任务要求 - 改写关于kmem_cache初始化的原文，从“kmem_cache_node_init”到“the command line.”，并将其中的“32MB”换成“64MB”。

原文 -

第一阶段 创建第一个kmem_cache 
     首先,分配第一个kmem_cache 对象,即全局的kmem_cache. 此时分配好kmem_cache slab,但并为真正给起分配page,分配page的过程是在真正在该slab分配缓冲区时分配的。

     kmem_cache_init->create_boot_cache->__kmem_cache_create.
kmem_cache_init的功能很多,不仅仅是分配第一个kmem_cache,还包括分配第一个kmalloc_cache和创建剩余的kmalloc_cache等;将初始化好的array data 拷贝到kmem_cache->array 相应的位置和kmalloc_caches中array的相应位置。
void __init kmem_cache_init(void)
{
    int i;

    BUILD_BUG_ON(sizeof(((struct page *)NULL)->lru) <
                    sizeof(struct rcu_head));
    kmem_cache = &kmem_cache_boot;//第一个kmem_cache是静态分配的。
    setup_node_pointer(kmem_cache); //kmem_cache->node = &kmem_cache->array[nr_cpu_ids];

    if (num_possible_nodes() == 1)
        use_alien_caches = 0;

    for (i = 0; i < NUM_INIT_LISTS; i++)
        kmem_cache_node_init(&init_kmem_cache_node[i]);//初始化kmem_cache_node,对于UMA架构的计算机,只有一个node。

    set_up_node(kmem_cache, CACHE_CACHE); //初始化kmem_cache->node[node]=&init_kmem_cache_node。

    /*
     * Fragmentation resistance on low memory - only use bigger
     * page orders on machines with more than 32MB of memory if
     * not overridden on the command line.
     */
    if (!slab_max_order_set && totalram_pages > (32 << 20) >> PAGE_SHIFT)
        slab_max_order = SLAB_MAX_ORDER_HI;

    /* Bootstrap is tricky, because several objects are allocated
     * from caches that do not exist yet:
     * 1) initialize the kmem_cache cache: it contains the struct
     *    kmem_cache structures of all caches, except kmem_cache itself:
     *    kmem_cache is statically allocated.
     *    Initially an __init data area is used for the head array and the
     *    kmem_cache_node structures, it's replaced with a kmalloc allocated
     *    array at the end of the bootstrap.
     * 2) Create the first kmalloc cache.
     *    The struct kmem_cache for the new cache is allocated normally.
     *    An __init data area is used for the head array.
     * 3) Create the remaining kmalloc caches, with minimally sized
     *    head arrays.
     * 4) Replace the __init data head arrays for kmem_cache and the first
     *    kmalloc cache with kmalloc allocated arrays.
     * 5) Replace the __init data for kmem_cache_node for kmem_cache and
     *    the other cache's with kmalloc allocated memory.

收集资料 -
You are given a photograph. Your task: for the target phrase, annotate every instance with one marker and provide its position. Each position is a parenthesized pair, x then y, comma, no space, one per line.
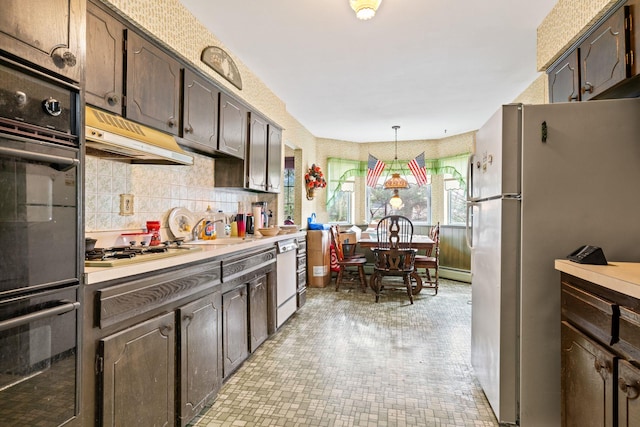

答案如下 -
kmem_cache_node_init(&init_kmem_cache_node[i]);//初始化kmem_cache_node,对于UMA架构的计算机,只有一个node。

    set_up_node(kmem_cache, CACHE_CACHE); //初始化kmem_cache->node[node]=&init_kmem_cache_node。

    /*
     * Fragmentation resistance on low memory - only use bigger
     * page orders on machines with more than 64MB of memory if
     * not overridden on the command line.